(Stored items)
_ _ _ _ _
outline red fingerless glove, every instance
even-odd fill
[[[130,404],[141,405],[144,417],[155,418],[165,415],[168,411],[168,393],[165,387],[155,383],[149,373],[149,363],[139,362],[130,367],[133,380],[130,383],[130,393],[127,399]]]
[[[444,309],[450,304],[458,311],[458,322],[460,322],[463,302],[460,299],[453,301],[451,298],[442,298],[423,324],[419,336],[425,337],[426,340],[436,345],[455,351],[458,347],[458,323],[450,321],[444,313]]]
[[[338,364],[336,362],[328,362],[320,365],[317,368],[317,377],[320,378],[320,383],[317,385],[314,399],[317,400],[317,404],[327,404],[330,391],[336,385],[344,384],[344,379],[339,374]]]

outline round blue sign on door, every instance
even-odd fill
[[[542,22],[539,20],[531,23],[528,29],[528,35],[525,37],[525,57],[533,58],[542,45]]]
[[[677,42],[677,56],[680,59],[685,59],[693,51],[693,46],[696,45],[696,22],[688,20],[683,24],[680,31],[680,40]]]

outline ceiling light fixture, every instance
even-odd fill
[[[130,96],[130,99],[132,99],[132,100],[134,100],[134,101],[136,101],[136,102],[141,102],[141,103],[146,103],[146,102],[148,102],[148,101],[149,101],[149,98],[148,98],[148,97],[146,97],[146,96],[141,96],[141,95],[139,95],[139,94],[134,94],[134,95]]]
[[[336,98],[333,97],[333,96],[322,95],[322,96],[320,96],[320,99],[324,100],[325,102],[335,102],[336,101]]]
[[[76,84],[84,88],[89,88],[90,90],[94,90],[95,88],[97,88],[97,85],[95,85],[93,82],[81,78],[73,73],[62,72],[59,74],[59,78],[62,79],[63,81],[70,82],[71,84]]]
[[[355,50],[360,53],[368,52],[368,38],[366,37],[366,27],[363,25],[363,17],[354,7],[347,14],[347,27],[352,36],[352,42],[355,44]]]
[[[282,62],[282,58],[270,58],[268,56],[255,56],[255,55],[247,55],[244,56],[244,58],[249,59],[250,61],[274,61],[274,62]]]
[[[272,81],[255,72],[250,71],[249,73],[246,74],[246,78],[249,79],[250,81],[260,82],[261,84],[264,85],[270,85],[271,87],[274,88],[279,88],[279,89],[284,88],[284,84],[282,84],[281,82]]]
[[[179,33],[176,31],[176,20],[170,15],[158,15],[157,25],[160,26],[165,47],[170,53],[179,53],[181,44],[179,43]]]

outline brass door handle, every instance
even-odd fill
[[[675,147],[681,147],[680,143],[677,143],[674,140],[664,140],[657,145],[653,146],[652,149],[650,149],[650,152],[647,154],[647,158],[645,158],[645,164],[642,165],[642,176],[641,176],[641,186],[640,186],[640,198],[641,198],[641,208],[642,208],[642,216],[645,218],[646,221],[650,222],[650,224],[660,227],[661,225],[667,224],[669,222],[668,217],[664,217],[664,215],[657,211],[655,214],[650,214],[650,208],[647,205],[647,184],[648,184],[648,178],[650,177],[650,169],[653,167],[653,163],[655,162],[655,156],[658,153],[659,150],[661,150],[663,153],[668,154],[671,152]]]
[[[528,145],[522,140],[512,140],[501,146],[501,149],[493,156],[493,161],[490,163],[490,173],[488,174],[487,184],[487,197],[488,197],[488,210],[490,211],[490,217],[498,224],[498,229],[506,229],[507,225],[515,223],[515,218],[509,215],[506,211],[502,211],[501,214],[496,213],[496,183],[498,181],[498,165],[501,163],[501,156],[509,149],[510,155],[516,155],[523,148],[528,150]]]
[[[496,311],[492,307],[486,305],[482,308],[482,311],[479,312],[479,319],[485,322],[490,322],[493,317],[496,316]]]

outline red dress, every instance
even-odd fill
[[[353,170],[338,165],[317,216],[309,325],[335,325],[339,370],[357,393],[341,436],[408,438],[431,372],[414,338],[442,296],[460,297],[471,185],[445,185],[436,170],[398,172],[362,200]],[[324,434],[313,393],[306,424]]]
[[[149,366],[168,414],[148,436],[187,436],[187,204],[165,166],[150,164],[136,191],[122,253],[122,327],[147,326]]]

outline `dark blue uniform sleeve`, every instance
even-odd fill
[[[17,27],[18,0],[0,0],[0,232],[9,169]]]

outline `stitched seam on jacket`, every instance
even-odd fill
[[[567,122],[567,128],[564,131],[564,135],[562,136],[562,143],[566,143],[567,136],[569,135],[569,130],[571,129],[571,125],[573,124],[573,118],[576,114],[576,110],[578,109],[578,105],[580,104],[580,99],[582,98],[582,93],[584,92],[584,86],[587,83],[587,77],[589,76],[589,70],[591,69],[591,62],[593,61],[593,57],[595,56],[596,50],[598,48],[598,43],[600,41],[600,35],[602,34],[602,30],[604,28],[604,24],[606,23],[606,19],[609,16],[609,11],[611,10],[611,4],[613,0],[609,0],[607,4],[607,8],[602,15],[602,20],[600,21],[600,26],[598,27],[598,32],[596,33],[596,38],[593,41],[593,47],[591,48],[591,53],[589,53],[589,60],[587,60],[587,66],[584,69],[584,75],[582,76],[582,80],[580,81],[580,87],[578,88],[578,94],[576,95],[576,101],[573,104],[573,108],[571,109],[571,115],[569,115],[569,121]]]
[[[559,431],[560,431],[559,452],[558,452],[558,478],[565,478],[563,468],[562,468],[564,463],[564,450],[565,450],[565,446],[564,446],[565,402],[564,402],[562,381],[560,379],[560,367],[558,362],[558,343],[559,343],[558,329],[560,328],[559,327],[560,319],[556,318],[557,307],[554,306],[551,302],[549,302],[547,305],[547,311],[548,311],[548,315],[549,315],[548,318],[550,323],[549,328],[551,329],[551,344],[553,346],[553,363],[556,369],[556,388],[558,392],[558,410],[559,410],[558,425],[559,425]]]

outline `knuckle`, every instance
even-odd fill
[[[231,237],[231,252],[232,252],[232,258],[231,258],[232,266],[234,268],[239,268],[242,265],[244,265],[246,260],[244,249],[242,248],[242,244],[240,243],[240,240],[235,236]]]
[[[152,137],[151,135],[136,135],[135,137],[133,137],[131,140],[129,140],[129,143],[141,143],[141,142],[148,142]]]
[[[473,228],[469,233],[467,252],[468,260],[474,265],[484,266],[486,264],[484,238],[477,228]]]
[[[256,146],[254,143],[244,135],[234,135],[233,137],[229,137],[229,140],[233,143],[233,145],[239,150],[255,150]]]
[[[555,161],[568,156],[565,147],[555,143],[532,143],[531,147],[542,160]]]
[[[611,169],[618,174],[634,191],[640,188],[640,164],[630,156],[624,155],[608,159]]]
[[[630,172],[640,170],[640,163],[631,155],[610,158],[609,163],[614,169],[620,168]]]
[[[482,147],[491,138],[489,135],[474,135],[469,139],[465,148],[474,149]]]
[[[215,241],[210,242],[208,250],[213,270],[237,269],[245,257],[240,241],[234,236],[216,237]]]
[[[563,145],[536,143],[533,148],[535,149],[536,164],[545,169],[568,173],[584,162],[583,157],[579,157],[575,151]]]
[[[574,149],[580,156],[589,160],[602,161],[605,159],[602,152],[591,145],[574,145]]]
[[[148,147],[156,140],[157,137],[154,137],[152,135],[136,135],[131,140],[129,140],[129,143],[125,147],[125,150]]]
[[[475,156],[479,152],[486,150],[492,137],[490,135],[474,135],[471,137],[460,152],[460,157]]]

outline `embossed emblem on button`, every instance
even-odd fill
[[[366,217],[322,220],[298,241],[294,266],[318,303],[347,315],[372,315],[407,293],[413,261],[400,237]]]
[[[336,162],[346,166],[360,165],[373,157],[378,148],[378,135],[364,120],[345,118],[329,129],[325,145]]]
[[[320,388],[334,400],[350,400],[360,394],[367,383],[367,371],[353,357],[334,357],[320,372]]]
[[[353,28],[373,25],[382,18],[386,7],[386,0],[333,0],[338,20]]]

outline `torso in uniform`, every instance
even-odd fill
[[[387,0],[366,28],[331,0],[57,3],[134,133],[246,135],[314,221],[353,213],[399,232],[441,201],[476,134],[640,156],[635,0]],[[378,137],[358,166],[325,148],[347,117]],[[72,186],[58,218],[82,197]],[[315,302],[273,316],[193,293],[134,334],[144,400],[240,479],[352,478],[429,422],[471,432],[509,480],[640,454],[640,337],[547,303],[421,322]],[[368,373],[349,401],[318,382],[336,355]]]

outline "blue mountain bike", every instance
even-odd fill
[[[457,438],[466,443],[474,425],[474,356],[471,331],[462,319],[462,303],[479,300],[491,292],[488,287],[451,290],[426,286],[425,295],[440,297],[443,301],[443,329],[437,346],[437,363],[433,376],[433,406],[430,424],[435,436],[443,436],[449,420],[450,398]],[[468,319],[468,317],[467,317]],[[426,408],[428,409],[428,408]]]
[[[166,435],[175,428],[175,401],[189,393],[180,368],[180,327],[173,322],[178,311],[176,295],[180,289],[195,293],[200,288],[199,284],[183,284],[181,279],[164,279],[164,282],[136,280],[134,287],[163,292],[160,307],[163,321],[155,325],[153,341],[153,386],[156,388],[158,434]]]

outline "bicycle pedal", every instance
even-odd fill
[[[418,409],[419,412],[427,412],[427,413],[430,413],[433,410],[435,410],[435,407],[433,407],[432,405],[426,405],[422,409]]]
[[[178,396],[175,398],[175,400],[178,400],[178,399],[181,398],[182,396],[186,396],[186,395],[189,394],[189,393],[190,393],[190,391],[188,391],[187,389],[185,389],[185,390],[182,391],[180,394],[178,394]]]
_ _ _ _ _
▸ **Work request**: One stretch of the lines above is wanted, from the line that contains "outline round blue" through the line that contains "outline ceiling light fixture, every instance". Output it exactly.

▸ **Response to this exercise**:
outline round blue sign on door, every instance
even-odd fill
[[[542,22],[539,20],[531,23],[528,29],[528,35],[525,37],[525,57],[533,58],[542,45]]]
[[[677,42],[677,56],[680,59],[685,59],[693,51],[693,46],[696,45],[696,22],[688,20],[683,24],[680,31],[680,40]]]

outline ceiling light fixture, every instance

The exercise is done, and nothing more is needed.